= Trecho da fonte =
UMA HISTÓRIA BÉLICA (E BELA): IMPASSES NA DOUTRINA NEOGRAMÁTICA

Carlos Alexandre V. Gonçalves (UFRJ)

0. Preliminares
Inspirado pelas idéias de Scherer (1868 apud Culler, 1975) sobre a atuação de princípios fixos na mudança sonora, surge, no cenário histórico da Ciência da Linguagem, o Movimento Neogramático. Consolidando uma teoria posteriormente adotada como método de investigação das Lingüísticas Comparativista e Histórica, os membros da Escola de Leipzig formularam a Tese Neogramática (doravante TN) sobre evolução fonética, segundo qual toda mudança sonora, na medida em que ocorre mecanicamente, realiza-se de acordo com leis que não reconhecem exceções.
Revisitando o Movimento Neogramático, o presente artigo pretende descrever a trajetória dos impasses por que passou a doutrina na História da Lingüística. Mais especificamente, procuro apresentar e discutir os princípios básicos da TN ? (a) o da regularidade e (b) o da analogia ?, buscando mostrar as várias críticas feitas ao movimento: (a) as de Saussure, (b) as de Schuchardt e, por fim, (c) as da Geografia Lingüística (especialmente as de Ascoli).

= Requisitos do problema =
Redija a continuação do artigo sobre os impasses na doutrina neogramática, começando logo após a última frase do trecho da fonte.

Registros de marcação de pontos:

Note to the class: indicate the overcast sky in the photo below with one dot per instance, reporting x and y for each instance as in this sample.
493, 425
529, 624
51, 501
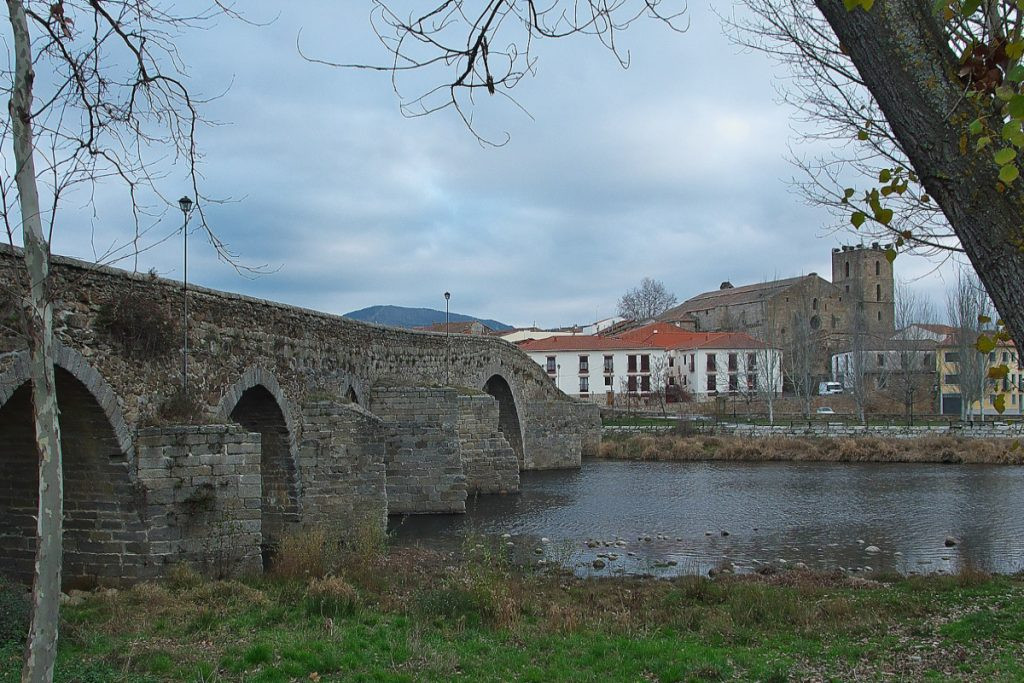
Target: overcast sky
674, 169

= Resposta ao problema =
Como a TN resistiu ao tempo, à história e às críticas, procuro centrar minha atenção numa polêmica, iniciada por Labov (1981), atualmente em curso na Sociolingüística Variacionista: a mudança sonora é foneticamente gradual e lexicalmente abrupta ou foneticamente abrupta e lexicalmente gradual? Dessa maneira, objetivo discutir com mais vagar o que se convencionou chamar de “a controvérsia neogramática” (cf., entre outros, Wang, 1969; Cheng & Chen, 1971; e Oliveira, 1992), apresentando o que se pode denominar de “mais forte rival” do modelo neogramático: a Teoria da Difusão Lexical (cf. Wang, 1990).
O principal propósito do texto é o de, a partir da análise de fenômenos de variação e câmbio lingüísticos na língua portuguesa no Brasil (cf. Mattos Lima, 1992; Gonçalves, 1993; e Mollica, 1996), mostrar em que aspectos as doutrinas neogramática e léxico-difusionista entram em choque. Com isso, pretendo concluir que os modelos na verdade se complementam, haja vista que podem igualmente dar conta dos dados.

1. Escola neogramática: movimento lingüístico ou partido político?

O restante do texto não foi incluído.